Provide again, from the entries below, every line from the one containing "where the clear" through the one containing "where the riverbank", exactly as written, and no other line.

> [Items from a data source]
+++++
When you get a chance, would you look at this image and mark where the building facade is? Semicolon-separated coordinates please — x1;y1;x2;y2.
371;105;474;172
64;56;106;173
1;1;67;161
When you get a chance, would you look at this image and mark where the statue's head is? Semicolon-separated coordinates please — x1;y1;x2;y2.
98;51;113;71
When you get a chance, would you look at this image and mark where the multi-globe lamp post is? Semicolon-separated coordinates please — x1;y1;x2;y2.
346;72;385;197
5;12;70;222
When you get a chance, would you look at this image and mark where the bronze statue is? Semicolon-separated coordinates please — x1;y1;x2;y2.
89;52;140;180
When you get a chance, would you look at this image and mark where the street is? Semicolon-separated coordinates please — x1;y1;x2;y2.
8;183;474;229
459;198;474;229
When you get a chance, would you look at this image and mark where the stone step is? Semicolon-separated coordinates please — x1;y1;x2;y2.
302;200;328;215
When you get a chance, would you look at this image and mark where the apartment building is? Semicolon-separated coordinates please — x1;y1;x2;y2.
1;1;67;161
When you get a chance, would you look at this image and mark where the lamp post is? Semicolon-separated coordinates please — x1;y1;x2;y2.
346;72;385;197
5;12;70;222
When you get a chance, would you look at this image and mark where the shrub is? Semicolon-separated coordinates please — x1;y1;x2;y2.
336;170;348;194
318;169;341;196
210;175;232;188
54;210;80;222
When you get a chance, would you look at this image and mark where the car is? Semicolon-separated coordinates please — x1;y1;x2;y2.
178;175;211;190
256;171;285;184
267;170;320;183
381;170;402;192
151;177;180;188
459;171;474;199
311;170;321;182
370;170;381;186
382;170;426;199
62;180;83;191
+++++
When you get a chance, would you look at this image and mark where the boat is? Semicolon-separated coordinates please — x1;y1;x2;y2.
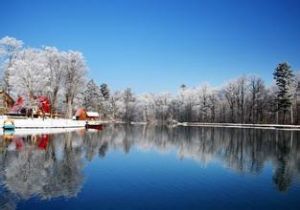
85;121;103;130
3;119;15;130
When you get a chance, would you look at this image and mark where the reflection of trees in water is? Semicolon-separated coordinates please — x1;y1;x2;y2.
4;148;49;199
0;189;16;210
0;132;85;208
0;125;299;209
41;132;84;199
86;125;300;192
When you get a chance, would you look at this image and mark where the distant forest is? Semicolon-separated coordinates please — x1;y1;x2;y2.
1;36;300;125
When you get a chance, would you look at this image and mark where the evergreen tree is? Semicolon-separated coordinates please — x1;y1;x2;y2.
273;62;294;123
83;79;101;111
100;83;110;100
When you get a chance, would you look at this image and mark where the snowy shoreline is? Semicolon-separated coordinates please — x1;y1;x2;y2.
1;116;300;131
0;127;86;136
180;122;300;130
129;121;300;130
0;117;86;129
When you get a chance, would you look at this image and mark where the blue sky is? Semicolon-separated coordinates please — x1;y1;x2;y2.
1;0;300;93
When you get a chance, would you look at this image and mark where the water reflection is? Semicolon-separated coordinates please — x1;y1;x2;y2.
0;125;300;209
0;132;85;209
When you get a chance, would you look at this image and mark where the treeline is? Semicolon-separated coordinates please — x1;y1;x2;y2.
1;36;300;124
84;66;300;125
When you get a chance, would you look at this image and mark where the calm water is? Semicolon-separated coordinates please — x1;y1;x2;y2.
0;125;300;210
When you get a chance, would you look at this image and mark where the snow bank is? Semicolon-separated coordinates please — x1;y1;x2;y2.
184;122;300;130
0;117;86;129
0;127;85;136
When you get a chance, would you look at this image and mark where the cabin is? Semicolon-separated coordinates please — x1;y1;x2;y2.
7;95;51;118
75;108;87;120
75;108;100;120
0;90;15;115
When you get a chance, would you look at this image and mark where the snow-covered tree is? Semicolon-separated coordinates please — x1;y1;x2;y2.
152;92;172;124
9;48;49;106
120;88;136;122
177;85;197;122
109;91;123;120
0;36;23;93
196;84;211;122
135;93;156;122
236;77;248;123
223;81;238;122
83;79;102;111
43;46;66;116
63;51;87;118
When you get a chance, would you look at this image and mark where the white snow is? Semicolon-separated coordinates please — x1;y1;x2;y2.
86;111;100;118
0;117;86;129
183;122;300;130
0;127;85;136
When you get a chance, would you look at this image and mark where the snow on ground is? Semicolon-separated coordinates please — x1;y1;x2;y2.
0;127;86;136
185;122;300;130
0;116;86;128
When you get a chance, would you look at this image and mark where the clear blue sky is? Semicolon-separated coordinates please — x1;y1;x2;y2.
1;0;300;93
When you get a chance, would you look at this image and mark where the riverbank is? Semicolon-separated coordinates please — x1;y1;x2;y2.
+++++
> [Response to the task]
When you get a chance, would you look at this image and mark where the clear blue sky is? Semicolon-separated coordinates please — x1;y1;x2;y2.
1;0;300;93
When you get a chance, would you look at this image and mark where the riverbank is? Semicolon-separated coordinates please — x1;y1;x2;y2.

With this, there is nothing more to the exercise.